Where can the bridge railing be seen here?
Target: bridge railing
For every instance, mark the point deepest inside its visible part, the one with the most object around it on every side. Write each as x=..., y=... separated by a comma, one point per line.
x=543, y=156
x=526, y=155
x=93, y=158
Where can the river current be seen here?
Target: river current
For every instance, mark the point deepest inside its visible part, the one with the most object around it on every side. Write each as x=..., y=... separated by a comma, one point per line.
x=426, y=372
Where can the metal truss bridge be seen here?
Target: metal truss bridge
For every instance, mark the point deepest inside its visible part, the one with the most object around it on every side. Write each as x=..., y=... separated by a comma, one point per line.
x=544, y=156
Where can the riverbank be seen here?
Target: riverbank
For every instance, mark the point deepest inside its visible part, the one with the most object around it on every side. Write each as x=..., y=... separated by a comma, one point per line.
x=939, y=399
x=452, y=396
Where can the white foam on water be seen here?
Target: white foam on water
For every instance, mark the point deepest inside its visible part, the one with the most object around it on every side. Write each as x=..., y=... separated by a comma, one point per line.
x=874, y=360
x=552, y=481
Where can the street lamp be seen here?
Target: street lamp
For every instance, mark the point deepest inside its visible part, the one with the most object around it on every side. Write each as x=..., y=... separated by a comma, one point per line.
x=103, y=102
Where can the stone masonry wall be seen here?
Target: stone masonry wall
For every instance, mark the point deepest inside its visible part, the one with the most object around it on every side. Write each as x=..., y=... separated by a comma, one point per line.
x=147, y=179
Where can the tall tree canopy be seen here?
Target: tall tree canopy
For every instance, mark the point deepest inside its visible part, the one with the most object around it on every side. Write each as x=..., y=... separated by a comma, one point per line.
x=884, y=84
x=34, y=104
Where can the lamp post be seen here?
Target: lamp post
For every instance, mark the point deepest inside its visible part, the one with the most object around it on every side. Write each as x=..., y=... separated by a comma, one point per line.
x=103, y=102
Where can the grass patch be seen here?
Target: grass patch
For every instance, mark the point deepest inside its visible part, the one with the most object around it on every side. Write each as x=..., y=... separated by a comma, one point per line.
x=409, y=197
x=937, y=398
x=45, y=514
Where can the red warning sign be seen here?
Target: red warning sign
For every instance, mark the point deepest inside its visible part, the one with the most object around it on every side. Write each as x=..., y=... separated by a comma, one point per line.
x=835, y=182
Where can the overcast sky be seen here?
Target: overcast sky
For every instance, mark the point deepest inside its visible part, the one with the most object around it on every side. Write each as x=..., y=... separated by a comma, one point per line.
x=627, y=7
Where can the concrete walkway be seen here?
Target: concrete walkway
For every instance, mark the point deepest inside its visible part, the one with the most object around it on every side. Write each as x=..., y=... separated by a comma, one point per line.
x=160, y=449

===

Reproduce the records above exactly.

** Complete response **
Where can the bridge railing be seen here?
Target: bridge railing
For every instance, mark the point deepest inside its visible part, the one with the most object around it on every side. Write each as x=..., y=... separated by a comma, one point per line.
x=543, y=156
x=526, y=155
x=93, y=158
Where can the river current be seen here?
Target: river current
For every instance, mark the point deepest inside its visible part, the one with the most object around it on every side. Write each as x=..., y=... separated by a comma, one point per line.
x=426, y=372
Where can the metal truss bridge be seen here?
Target: metal truss bridge
For every instance, mark the point deepest inside its visible part, the one with the most object around it on every side. Write each as x=..., y=... separated by a comma, one point per line.
x=544, y=156
Where can the riverbank be seen here?
Target: riverbank
For every instance, mark the point deepest inside its visible part, the one with the most object around it on every side. Write each as x=..., y=... separated by a comma, one point per line.
x=939, y=399
x=452, y=396
Where can the white foam on water be seen here?
Target: white foam on water
For every instance, mark the point deepest inside its visible part, the one with the most object around it on every side. Write each as x=..., y=... separated by a comma, one point per line.
x=874, y=360
x=552, y=481
Where can the street lamp be seen here?
Target: street lamp
For every instance, mark the point deepest inside its visible part, the one with the most object around it on every side. Write each as x=..., y=... separated by a comma, one point per line.
x=103, y=102
Where can the stone masonry wall be seen here?
Target: stone masonry wall
For every instance, mark the point deepest inside its visible part, the one with the most object around it on every side. Write each as x=..., y=... separated by a comma, one point per line.
x=147, y=179
Where can the tall tree canopy be seen here?
Target: tall tree canopy
For every instance, mark the point deepest inside its visible part, the one with the most object around it on every side. Write each as x=..., y=... separated by a comma, one point per line.
x=884, y=84
x=34, y=104
Where can the lamp post be seen here?
Target: lamp post
For every instance, mark the point deepest inside its visible part, the one with the most object around it on every side. Write each as x=..., y=... separated by a comma, one point per line.
x=103, y=102
Where can the grass patch be seen here?
Target: grass patch
For every instance, mark the point deepest inside its visible part, the one with the most object around it on every side. Write each as x=..., y=... separated by a comma, one point per line.
x=409, y=197
x=937, y=398
x=45, y=514
Where can the red warning sign be seen here?
Target: red warning sign
For every instance, mark the point deepest inside its visible part, the one with the most object around it on every side. Write each as x=..., y=... separated by a comma, one point per line.
x=835, y=182
Where can the overcast sky be seen here?
Target: overcast sky
For every instance, mark the point deepest inside its visible part, the one with the most object around it on every side. Write each as x=..., y=... separated by a comma, one point per line.
x=627, y=7
Where can the concrete walkway be seen here?
Target: concrete walkway
For every instance, mark the point deepest inside its visible part, the one with the most object around it on every side. Write each as x=..., y=... separated by a comma, one point per line.
x=160, y=449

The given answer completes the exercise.